→ The request: Render the stretch from the line containing "the truck grille" through the end of the entries below as a Markdown table with the columns Number and Entry line, giving each nonblank line its own row. Leave the pictures out of the table.

→ Records shown:

============================================================

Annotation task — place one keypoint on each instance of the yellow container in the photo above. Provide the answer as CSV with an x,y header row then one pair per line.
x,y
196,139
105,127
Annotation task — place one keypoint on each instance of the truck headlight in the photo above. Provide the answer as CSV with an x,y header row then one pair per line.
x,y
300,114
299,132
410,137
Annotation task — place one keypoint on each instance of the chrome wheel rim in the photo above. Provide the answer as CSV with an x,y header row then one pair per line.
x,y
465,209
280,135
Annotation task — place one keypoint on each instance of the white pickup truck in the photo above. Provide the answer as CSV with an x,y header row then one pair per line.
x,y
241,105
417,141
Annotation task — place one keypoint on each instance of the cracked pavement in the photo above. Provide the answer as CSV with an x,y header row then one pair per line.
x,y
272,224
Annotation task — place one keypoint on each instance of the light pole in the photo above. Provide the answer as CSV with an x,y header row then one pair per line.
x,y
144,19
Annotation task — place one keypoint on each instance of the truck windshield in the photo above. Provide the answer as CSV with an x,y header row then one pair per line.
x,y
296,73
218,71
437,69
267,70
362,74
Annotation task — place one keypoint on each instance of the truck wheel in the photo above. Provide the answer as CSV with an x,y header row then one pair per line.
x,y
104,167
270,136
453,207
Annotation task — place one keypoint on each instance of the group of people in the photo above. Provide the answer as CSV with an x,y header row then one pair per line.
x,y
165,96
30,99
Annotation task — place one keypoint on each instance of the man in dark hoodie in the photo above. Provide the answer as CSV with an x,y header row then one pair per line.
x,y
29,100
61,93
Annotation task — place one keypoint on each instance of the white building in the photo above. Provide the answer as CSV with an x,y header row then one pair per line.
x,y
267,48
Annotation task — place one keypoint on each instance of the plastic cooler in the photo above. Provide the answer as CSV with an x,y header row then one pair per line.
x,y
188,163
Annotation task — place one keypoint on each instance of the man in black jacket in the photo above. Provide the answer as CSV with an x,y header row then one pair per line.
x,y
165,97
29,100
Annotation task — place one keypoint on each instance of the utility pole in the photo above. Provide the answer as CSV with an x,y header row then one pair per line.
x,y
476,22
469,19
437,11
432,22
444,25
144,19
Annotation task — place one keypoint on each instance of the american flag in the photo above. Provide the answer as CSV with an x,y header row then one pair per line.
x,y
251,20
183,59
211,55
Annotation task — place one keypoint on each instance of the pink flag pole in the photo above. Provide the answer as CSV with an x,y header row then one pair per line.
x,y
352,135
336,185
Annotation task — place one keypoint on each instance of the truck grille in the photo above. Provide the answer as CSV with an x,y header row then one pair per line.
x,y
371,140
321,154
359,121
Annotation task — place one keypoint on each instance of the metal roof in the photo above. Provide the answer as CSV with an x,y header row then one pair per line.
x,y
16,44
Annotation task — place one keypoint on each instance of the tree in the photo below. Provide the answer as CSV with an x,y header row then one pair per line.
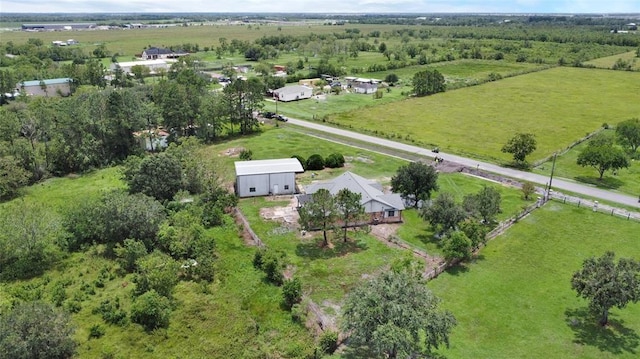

============================================================

→ Solution:
| Number | Entry line |
|---|---|
| 1 | Annotation task — place one keypoint on each instance of the truck grille in the photo above. Provide the answer as CSV with an x,y header row then one pair per line. |
| 2 | x,y |
| 3 | 371,140 |
| 4 | 321,154 |
| 5 | 359,121 |
| 6 | Annotation task — place one keypoint on each instance of the metal roof in the photo above. Provide the answer as CSV with an x,y header row then one pair per line. |
| 7 | x,y |
| 8 | 16,44 |
| 9 | Annotation task — place one keypoint on each instance of the tree in the photo below. Provide the answer as CSV with an x,y header row then one pair per line. |